Enunciado
Enumera todos los recursos escénicos que, según la crítica teatral que aparece más abajo, emplea el director en su adaptación.

Texto de lectura
★ ★ ★ ★

El director apuesta desde un comienzo por introducir al espectador en el mundo lorquiano y en la obra, recibiéndolo con actores disfrazados de misteriosas sombras que se cuelan por las filas del público e interactúan con él, invadiéndolo de desconcierto. El vanguardismo alcanza su punto culminante cuando el ejército del Emperador es representado por actores disfrazados de gigantescos conejos de peluche rosas, símbolos del amor heterosexual. Rigola tampoco duda a la hora de mostrar desnudos integrales para representar a los Caballos, los personajes que en la obra simbolizan el sexo y los instintos primarios, los que ponen en marcha la revolución. Incluso introduce una escena –la más criticable de esta brillante adaptación- en la que Nao Albet canta mientras otros personajes se mueven y tiemblan a la manera de auténticos autómatas.

★ ★ ★ ★

Filas disponibles
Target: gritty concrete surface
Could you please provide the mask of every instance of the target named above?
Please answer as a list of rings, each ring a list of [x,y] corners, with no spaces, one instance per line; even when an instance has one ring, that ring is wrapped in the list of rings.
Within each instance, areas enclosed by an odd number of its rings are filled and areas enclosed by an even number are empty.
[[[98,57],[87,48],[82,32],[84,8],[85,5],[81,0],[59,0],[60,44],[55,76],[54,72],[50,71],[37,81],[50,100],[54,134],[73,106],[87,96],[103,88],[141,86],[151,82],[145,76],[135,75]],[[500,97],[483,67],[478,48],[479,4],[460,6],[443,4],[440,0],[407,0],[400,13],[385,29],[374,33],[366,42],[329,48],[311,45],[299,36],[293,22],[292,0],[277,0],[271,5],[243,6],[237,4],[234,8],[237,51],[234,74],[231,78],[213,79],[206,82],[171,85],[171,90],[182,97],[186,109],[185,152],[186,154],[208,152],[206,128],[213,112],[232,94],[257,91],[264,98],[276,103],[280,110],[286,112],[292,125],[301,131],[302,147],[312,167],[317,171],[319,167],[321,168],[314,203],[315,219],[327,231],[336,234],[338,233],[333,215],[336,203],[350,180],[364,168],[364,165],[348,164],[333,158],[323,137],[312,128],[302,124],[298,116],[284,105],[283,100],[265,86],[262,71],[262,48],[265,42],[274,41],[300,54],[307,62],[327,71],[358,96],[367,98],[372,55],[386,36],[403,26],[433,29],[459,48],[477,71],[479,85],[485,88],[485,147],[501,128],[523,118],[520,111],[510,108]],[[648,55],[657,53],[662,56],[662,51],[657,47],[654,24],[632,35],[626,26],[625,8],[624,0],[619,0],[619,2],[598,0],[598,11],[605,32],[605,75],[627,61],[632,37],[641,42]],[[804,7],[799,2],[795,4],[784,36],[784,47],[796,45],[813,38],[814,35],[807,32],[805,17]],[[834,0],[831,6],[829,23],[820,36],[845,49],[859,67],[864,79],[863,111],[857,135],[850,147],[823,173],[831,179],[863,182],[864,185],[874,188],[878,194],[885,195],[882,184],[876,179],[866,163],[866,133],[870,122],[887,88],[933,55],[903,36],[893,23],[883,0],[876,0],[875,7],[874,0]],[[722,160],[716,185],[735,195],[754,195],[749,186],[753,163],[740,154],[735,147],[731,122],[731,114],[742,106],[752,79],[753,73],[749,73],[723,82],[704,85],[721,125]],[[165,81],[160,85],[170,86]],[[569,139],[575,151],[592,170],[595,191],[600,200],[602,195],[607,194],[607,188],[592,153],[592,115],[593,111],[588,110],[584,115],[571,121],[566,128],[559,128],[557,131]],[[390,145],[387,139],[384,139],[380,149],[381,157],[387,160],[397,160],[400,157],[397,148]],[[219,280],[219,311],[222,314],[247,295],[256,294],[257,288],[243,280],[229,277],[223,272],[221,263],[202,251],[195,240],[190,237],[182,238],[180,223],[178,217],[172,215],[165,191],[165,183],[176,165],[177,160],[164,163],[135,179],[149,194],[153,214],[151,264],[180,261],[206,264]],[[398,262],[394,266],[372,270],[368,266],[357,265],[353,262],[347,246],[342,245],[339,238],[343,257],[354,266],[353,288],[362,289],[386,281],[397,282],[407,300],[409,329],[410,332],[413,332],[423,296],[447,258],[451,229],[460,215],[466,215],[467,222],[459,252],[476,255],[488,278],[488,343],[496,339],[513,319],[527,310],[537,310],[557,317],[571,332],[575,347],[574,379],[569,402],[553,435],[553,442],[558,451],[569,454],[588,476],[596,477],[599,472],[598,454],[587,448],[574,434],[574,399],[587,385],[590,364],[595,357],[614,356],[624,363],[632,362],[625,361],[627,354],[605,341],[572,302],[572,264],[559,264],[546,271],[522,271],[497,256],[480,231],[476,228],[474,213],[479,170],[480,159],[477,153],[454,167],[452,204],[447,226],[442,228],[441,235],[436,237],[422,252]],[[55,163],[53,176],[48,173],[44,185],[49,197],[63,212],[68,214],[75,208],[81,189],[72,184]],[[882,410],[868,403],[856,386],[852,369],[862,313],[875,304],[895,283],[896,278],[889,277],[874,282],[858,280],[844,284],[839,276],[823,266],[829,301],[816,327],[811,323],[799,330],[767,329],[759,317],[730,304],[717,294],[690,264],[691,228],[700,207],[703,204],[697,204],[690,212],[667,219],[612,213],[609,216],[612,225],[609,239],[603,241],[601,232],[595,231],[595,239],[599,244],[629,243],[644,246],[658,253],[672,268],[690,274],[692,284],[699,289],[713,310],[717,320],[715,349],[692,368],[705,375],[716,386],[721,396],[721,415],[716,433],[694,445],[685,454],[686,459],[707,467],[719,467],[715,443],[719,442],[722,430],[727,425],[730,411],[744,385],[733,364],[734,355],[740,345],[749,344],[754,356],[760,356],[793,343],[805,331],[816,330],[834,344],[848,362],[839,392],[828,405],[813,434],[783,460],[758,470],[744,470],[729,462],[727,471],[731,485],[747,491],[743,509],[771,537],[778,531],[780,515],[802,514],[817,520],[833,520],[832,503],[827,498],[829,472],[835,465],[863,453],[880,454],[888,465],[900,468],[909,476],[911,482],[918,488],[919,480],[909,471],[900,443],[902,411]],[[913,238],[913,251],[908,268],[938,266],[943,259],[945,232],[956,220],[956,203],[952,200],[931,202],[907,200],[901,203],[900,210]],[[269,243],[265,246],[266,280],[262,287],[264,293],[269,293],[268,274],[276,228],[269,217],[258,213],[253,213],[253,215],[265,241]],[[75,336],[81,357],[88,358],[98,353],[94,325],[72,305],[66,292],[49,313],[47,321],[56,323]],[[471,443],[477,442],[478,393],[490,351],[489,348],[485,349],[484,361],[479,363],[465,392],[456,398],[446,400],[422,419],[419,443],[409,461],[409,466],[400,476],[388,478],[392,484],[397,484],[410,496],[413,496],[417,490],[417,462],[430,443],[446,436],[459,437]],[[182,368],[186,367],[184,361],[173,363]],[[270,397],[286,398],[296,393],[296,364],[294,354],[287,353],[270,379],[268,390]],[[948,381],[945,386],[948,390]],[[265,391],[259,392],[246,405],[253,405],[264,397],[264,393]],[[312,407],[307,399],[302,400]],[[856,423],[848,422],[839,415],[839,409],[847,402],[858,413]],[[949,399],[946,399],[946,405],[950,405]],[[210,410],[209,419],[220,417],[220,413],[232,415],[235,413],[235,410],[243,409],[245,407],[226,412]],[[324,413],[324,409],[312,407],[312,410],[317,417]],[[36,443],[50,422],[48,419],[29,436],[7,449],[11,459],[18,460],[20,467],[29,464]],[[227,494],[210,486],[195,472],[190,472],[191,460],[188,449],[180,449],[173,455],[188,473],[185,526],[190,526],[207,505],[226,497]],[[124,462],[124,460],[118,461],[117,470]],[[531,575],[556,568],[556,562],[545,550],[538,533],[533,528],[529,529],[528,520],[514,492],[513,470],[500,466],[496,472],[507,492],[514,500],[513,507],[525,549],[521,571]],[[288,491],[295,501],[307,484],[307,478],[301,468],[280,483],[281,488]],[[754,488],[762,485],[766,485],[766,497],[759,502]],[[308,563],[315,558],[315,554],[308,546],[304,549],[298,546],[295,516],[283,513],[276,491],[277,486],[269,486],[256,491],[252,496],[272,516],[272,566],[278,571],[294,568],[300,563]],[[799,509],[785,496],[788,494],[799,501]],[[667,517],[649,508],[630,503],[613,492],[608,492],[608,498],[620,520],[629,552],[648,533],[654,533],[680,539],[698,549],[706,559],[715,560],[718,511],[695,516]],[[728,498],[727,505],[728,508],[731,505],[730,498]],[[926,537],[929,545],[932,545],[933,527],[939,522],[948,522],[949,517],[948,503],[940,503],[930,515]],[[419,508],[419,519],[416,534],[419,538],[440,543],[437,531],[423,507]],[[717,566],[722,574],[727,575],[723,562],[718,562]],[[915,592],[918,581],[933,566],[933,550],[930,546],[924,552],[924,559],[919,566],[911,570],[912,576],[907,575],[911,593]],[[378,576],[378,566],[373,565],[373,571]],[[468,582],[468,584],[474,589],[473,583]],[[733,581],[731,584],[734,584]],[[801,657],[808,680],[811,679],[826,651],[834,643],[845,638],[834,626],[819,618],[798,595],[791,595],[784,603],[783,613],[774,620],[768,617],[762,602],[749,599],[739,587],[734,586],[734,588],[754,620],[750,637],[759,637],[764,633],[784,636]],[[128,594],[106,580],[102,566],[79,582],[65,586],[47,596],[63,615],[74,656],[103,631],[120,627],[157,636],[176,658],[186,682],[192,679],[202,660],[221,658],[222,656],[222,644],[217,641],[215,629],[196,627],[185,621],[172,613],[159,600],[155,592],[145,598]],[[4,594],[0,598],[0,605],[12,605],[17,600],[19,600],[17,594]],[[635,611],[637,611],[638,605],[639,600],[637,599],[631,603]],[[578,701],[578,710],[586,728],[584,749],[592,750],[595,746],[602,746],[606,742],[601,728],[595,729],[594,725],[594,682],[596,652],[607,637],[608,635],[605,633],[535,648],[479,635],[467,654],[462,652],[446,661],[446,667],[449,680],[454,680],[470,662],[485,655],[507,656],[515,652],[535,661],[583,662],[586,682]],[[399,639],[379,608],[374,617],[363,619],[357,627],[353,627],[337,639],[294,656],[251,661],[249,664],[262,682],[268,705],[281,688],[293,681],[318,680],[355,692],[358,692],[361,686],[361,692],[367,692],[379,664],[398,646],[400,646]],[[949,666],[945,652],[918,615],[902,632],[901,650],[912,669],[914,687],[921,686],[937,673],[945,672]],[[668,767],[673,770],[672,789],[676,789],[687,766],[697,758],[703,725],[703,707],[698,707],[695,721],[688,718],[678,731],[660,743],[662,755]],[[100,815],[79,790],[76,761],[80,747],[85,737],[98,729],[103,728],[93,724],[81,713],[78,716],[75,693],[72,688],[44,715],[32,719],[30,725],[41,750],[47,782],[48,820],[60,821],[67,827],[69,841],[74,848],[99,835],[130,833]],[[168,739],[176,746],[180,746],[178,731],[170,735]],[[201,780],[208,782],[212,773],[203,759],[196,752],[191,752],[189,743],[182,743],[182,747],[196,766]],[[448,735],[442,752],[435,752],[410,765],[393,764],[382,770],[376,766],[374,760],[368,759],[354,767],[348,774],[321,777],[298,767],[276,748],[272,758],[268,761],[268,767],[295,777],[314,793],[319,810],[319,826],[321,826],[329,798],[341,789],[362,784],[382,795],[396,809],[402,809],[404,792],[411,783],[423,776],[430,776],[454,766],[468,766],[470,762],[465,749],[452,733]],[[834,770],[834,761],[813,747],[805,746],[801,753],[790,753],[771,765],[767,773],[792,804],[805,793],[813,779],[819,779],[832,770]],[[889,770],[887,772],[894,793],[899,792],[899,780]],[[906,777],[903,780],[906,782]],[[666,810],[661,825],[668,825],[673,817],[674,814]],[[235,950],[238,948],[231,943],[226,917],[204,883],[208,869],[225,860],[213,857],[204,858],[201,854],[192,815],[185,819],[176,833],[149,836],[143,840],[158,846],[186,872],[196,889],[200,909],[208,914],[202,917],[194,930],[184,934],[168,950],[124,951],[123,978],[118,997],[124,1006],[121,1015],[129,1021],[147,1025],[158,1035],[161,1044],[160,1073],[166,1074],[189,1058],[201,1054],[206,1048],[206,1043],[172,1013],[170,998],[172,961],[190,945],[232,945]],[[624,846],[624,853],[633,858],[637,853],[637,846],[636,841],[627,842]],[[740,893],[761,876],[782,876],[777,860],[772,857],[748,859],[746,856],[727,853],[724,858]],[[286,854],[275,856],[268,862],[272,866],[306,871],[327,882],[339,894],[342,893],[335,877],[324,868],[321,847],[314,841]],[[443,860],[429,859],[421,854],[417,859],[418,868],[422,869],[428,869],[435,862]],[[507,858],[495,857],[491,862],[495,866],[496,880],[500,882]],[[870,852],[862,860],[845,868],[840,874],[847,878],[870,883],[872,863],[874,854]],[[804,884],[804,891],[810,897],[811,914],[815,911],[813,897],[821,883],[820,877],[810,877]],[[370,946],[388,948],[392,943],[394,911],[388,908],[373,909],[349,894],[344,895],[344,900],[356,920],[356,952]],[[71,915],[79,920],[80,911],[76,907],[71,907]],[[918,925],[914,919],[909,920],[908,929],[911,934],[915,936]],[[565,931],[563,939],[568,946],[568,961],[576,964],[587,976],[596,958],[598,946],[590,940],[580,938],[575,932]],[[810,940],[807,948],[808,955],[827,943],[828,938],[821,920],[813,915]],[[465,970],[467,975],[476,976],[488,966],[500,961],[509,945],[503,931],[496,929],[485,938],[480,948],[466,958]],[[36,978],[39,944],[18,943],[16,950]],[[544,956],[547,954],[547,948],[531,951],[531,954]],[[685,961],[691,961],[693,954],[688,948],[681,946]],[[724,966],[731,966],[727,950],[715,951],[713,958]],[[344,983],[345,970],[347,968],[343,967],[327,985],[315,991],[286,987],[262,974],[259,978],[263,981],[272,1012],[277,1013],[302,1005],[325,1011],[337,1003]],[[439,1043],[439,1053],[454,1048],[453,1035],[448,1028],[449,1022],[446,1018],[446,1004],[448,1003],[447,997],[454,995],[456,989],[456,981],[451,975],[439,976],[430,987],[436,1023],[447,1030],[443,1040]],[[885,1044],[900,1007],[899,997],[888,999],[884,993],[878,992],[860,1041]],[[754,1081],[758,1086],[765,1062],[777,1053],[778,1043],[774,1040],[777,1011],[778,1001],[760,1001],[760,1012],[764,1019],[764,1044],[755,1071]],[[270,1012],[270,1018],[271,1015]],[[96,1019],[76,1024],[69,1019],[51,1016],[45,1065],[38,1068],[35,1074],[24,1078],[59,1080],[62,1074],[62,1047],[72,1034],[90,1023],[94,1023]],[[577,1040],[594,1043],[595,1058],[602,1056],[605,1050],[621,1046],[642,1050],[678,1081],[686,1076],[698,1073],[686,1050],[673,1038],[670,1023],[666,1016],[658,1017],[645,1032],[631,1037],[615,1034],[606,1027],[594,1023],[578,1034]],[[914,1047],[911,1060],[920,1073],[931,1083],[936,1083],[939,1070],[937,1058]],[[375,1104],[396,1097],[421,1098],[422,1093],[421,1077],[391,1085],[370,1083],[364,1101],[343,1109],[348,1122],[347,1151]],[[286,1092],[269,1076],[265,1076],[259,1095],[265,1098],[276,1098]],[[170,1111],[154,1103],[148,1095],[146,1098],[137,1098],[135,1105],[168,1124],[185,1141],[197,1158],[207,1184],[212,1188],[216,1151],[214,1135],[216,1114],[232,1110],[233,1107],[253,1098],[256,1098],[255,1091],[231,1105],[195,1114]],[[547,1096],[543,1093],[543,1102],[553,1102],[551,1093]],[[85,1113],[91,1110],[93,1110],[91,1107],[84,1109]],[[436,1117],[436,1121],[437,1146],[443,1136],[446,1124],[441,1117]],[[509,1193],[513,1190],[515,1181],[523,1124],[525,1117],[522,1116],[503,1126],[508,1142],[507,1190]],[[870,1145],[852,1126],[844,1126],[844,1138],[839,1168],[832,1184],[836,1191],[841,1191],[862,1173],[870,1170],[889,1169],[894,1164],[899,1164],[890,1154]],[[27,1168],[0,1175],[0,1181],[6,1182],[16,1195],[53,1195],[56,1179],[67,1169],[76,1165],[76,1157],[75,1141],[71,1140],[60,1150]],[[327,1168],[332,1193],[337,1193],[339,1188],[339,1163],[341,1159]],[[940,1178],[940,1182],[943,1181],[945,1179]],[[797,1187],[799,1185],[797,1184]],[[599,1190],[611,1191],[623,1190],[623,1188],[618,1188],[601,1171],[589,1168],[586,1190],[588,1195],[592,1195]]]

★ ★ ★ ★

Respuesta
- Actores disfrazados de misteriosas sombras que se cuelan por las filas del público e interactúan con él.
- El ejército del Emperador representado por actores disfrazados de gigantescos conejos de peluche rosas.
- Desnudos integrales para representar a los Caballos.
- Una escena en la que Nao Albet canta mientras otros personajes se mueven y tiemblan a la manera de autómatas.